**Work item:**
Present the lines below again, exactly as they stand.

**Information shown:**
>>

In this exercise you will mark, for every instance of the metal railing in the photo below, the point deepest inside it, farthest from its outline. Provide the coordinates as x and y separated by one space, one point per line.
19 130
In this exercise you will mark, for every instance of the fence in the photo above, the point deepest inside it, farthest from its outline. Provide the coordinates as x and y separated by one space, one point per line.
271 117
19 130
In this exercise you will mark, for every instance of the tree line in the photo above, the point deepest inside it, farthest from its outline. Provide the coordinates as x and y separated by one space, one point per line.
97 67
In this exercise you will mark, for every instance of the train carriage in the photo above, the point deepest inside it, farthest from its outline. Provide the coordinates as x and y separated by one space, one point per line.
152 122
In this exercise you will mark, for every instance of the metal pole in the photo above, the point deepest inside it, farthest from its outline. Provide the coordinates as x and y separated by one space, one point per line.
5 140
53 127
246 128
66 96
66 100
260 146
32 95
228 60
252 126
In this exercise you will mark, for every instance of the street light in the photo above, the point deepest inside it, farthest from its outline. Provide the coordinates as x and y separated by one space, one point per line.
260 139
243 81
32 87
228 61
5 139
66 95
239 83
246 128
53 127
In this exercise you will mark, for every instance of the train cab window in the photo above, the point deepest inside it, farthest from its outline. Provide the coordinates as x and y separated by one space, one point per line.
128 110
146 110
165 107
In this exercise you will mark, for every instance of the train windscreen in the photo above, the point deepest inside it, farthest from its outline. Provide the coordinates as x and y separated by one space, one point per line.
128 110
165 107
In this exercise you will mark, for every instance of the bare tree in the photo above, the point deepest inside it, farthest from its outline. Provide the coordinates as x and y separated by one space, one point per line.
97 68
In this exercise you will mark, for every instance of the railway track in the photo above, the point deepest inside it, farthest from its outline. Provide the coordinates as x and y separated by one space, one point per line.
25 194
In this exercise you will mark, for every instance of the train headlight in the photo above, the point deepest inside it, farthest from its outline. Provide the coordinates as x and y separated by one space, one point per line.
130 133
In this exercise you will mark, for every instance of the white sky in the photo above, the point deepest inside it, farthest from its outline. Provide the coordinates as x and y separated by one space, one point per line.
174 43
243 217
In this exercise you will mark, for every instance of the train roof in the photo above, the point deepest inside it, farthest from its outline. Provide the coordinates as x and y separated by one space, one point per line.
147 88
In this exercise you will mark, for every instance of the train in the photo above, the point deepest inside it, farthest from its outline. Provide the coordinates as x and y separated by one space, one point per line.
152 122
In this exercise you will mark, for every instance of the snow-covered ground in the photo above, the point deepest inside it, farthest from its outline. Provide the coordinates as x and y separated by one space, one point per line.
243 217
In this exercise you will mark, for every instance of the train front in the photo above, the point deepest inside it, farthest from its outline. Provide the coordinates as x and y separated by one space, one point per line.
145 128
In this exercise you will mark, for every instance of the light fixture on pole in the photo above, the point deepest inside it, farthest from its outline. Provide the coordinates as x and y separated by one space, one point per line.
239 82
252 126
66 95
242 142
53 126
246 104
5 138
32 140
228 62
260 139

<<

**Answer for this exercise:**
In this exercise you will mark, for every instance of the metal railing in the photo below, the point deepest inside it, farthest from its outline. Provide the coordinates as x and y separated by one space, one point per line.
19 130
In this exercise you will mark, for every instance of the fence in the photo above, the point deepest inside it, farthest from its outline. Provide the coordinates as x and y separated by one space, one point per line.
271 117
19 130
In this exercise you will mark, for every instance of the tree line in the photo above, the point deepest inside it, farthest from its outline. Provide the coordinates as x and y separated by one space, one point per line.
97 67
In this exercise you will mark, for every instance of the train carriage in the photo above, the point deepest inside it, farthest from its outline. Provide the coordinates as x and y separated by one space, one point per line.
152 122
In this exercise you will mark, for every instance of the metal pole in the photo above, the point deepest inside it, farthest from its outline. Provide the coordinates as x and y separated by one space, one point per line.
5 140
53 127
246 128
66 96
66 100
260 146
32 95
228 60
252 126
In this exercise you will mark, for every instance of the street light in the photo above, the point deepest inside it, farthest from its outline. Provide the coordinates as x and y separated by one space, one point per line.
260 139
243 81
32 87
228 61
5 139
66 95
239 83
246 128
53 127
In this exercise you will mark, for every instance of the train cab window in the photo above, the point deepest inside it, farthest from its outline. Provide the coordinates as x and y separated by one space, one point per line.
128 110
146 110
165 107
In this exercise you will mark, for every instance of the train windscreen in the photo above, the point deepest inside it, farthest from its outline. Provide the coordinates as x and y separated by one space, one point per line.
128 110
165 107
In this exercise you will mark, for every instance of the bare tree in the photo above, the point deepest inside it, farthest from its outline. Provide the coordinates as x and y separated by one space, one point per line.
97 68
In this exercise you will mark, for every instance of the railway track in the photo above, the point deepest inside it, farthest from its outline. Provide the coordinates as x and y separated by one space, one point per line.
25 194
In this exercise you will mark, for every instance of the train headlight in the photo above, the point deepest inside it, farthest from its outline. Provide the coordinates as x and y separated by one space, one point per line.
130 133
In this exercise you will mark, for every instance of the white sky in the photo above, the point deepest inside it, farthest from its outline. Provide the coordinates as x and y separated by one space, one point per line.
174 43
243 217
In this exercise you will mark, for every instance of the train roof in the photo above, the point deepest inside it, farthest from its outline. Provide the coordinates as x and y separated by one space, one point per line.
147 88
In this exercise you will mark, for every instance of the train in the photo above, the point deepest inside it, farthest from its outline. Provide the coordinates as x and y separated by one space, one point per line.
152 122
In this exercise you will mark, for every instance of the snow-covered ground in the photo above, the point deepest inside it, farthest from its outline. Provide the coordinates as x and y separated by one space, one point per line.
243 217
In this exercise you will mark, for every instance of the train front in the photo above, the point deepest inside it, farthest from its outline. Provide the coordinates as x and y separated by one space, one point per line.
145 128
In this exercise you will mark, for every instance of the light fixture on pole in the photo above, the point deepest inside it, farthest from its outline. Provide the coordinates as x and y separated by one space, one point per line.
239 82
252 126
66 95
242 142
53 126
246 104
5 138
32 140
228 62
260 139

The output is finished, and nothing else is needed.